Material for this task:

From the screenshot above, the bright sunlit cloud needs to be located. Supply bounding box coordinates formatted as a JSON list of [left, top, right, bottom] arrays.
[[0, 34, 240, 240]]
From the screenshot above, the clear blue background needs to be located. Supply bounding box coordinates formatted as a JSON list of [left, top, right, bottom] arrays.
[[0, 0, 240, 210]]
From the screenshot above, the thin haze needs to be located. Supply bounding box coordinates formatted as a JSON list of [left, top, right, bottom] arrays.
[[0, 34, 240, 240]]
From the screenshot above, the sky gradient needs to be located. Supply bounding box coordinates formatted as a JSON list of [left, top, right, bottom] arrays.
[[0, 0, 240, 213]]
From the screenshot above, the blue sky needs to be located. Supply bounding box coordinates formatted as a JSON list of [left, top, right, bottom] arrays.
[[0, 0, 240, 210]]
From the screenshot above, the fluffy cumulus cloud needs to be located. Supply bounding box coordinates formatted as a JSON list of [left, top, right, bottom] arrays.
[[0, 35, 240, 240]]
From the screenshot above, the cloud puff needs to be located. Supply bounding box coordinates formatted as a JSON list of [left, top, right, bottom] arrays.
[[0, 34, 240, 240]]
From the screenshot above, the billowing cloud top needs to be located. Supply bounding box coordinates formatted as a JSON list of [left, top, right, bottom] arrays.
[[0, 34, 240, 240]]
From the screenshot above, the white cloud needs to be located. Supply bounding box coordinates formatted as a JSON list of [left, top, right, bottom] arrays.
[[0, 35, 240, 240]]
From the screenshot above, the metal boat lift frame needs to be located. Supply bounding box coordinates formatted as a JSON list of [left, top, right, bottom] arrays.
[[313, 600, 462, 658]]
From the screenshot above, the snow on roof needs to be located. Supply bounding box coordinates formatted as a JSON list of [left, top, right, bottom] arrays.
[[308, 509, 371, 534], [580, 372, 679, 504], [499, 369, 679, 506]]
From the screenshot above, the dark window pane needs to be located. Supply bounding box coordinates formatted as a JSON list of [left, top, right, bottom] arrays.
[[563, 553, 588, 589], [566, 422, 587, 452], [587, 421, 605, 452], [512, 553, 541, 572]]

Exercise instructions: Repeat every row above, requests included, and multiply each bounding box coordinate in the answers by 2.35, rounding to whole numbers with halves going up. Leave the request text unchanged.

Complete response:
From the screenshot above, the bright sunlit cloud needs to be located. Supply bounding box coordinates formatted as a JSON list of [left, top, right, bottom] arrays.
[[0, 80, 564, 564]]
From the screenshot above, the clear blue background needs to be located. Supply bounding box coordinates formatted as a JSON list of [left, top, right, bottom] arrays.
[[0, 0, 564, 494]]
From the screenshot above, the thin haze needs to be located. Supply bounding box coordinates formatted as a JSON list of [left, top, right, bottom] arrays.
[[0, 80, 564, 564]]
From the screenshot above, the sky gradient needs to be located. Supply bounding box coordinates formatted as a JSON list of [left, top, right, bottom] arrays.
[[0, 0, 564, 501]]
From the screenshot above, the blue sky needs to be located. Supply bounding box coordinates formatted as a JSON list of [left, top, right, bottom] arrays.
[[0, 0, 564, 494]]
From the screenshot above, the fluffy cumulus cloud needs to be located. Supply bounding box coordinates formatted as a JSON list of [left, top, right, bottom] arrays.
[[0, 82, 564, 564]]
From the screenshot above, the cloud puff needs to be located. Supply bounding box coordinates formatted as a JSON list of [left, top, right, bottom] arrays.
[[0, 80, 564, 564]]
From the screenshot above, the billowing cloud top needs to be located. Supply bounding box coordinates formatted as a JSON list of [left, top, right, bottom] arrays.
[[0, 80, 564, 564]]
From the screenshot above, the white cloud needs to be located. Supply bounding box coordinates formatted as a JSON list of [left, top, right, bottom] arrays.
[[0, 82, 564, 564]]
From the screenshot above, the metal boat lift frame needs to be located. Supply bounding box coordinates formatted as a JSON list of [left, top, right, bottom] arrays.
[[736, 1410, 1086, 1546]]
From the screenshot above, the snow on roof needs to be located. Supply bounding box coordinates formatted as a JSON list of [left, top, right, bottom] arrays.
[[724, 1196, 872, 1255], [1363, 874, 1596, 1184], [1173, 867, 1596, 1189]]
From the screenshot above, the dark window pane needs to be located. Supply bounding box coordinates formatted as a JSON list of [left, top, right, bottom] arrays.
[[1323, 1300, 1382, 1384], [1330, 992, 1379, 1062], [1379, 989, 1422, 1062], [1203, 1300, 1271, 1344]]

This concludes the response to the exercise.